[Items in a dataset]
===

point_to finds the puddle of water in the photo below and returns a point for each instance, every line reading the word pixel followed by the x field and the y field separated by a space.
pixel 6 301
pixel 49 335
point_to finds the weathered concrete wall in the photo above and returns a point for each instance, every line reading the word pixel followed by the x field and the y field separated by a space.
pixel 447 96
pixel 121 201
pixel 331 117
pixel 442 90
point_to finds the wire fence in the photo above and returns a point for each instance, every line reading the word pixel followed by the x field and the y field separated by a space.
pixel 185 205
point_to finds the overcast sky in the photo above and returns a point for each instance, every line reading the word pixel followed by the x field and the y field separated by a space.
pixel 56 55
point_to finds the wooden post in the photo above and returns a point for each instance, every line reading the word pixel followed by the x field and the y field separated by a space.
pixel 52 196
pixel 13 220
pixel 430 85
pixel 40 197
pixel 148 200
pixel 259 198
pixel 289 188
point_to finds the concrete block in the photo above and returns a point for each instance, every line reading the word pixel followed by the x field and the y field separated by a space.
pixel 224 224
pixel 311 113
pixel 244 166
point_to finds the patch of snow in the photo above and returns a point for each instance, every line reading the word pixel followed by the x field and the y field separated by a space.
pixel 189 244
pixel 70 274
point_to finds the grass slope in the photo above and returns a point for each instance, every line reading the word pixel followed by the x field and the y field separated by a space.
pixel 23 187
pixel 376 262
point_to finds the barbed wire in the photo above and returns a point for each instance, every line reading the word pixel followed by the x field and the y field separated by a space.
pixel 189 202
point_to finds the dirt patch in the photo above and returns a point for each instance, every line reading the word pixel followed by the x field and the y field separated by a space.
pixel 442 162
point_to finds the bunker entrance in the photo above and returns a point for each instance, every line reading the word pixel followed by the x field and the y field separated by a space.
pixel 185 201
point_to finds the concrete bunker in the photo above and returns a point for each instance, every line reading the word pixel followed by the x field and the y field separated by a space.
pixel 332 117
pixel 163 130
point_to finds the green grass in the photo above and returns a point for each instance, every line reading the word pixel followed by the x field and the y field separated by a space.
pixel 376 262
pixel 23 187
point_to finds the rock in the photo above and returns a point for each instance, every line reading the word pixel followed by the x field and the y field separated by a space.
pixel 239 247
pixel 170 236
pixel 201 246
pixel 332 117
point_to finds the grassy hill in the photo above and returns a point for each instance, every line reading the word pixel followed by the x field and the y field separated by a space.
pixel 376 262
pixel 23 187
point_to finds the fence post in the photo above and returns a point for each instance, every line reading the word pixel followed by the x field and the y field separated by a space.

===

» REQUEST:
Reproduce every item above word for word, keeping their original order.

» OUTPUT:
point_to finds the puddle of water in the photo below and returns a point for each instance, every line reading the word pixel followed by the x field and the y field separated by a space.
pixel 6 301
pixel 49 335
point_to finds the weathered concrete wall in the photo above and returns a point for each instance, every line reading the word pixel followed by the x field and the y field separated by a space.
pixel 447 96
pixel 121 201
pixel 331 117
pixel 442 90
point_to finds the wire fence in the photo above and returns a point for each instance, every line reading the word pixel followed by the x field and the y field separated by a space.
pixel 185 205
point_to finds the overcast sky in the photo above and returns a point for each instance, every line reading the word pixel followed by the x field and the y field separated by a space.
pixel 56 55
point_to finds the wooden post in the photo above and returns a point for each instance, every line reading the word pixel followed by the x field and the y field separated by a space.
pixel 52 196
pixel 13 220
pixel 430 85
pixel 40 197
pixel 148 200
pixel 259 198
pixel 289 188
point_to finds the concrete block in the photo above and returns a point for each instance, every line reading the word pixel followed by the x field and the y field separated by a space.
pixel 224 224
pixel 311 113
pixel 244 166
point_to finds the patch of snow in the photo above and returns a point for each instance, every line reading the word pixel followed by the x field and the y field separated by a space.
pixel 189 244
pixel 70 274
point_to finds the grass slope in the photo above and returns a point for each instance, every line reading the word pixel followed by the x field and the y field separated by a space.
pixel 23 187
pixel 376 262
point_to finds the barbed wire in the photo above and returns a point for each instance, every line reading the word pixel followed by the x field and the y field separated by a space.
pixel 189 202
point_to finds the dirt patch in the photo above and returns a point for each instance, every line reading the word pixel followed by the x field and the y field separated by a space.
pixel 442 162
point_to finds the bunker entrance in the photo above and returns a point for each instance, every line reading the word pixel followed by the x field and the y field separated by a space.
pixel 185 201
point_to finds the concrete bunker in the photo above and returns a point for each instance, every line reading the word pixel followed by the x field and the y field separated by a space.
pixel 332 117
pixel 163 130
point_to finds the green grass in the photo above and returns a point for each instance, every line reading the word pixel followed by the x field and the y field separated by a space.
pixel 376 262
pixel 23 187
point_to finds the rock in the photo above and returns a point for each instance, every line reading the word pixel followed by the x field and the y field separated by a space.
pixel 239 247
pixel 170 236
pixel 201 246
pixel 332 117
point_to finds the grassy hill in the photo above and returns a point for each instance, every line reading the word pixel followed by the x field and the y field separated by a space.
pixel 376 262
pixel 23 187
point_to finds the fence post in the photo above and returns a point for each instance, every line reading the word pixel followed by the x field and the y field separated by a space.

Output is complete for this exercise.